<<<<
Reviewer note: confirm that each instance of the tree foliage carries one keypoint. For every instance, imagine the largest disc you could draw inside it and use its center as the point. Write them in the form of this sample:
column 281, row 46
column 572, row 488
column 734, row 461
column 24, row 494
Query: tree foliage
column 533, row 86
>>>>
• **TASK STATEMENT**: Give back the whole listing, word for word.

• **TASK SOLUTION**:
Reviewer note: confirm that each instance of the tree foliage carries one keypoint. For every instance, imagine the largest disc you could draw inside it and use its center as the point. Write them in the form of this sample:
column 281, row 46
column 572, row 488
column 734, row 461
column 24, row 494
Query: tree foliage
column 533, row 86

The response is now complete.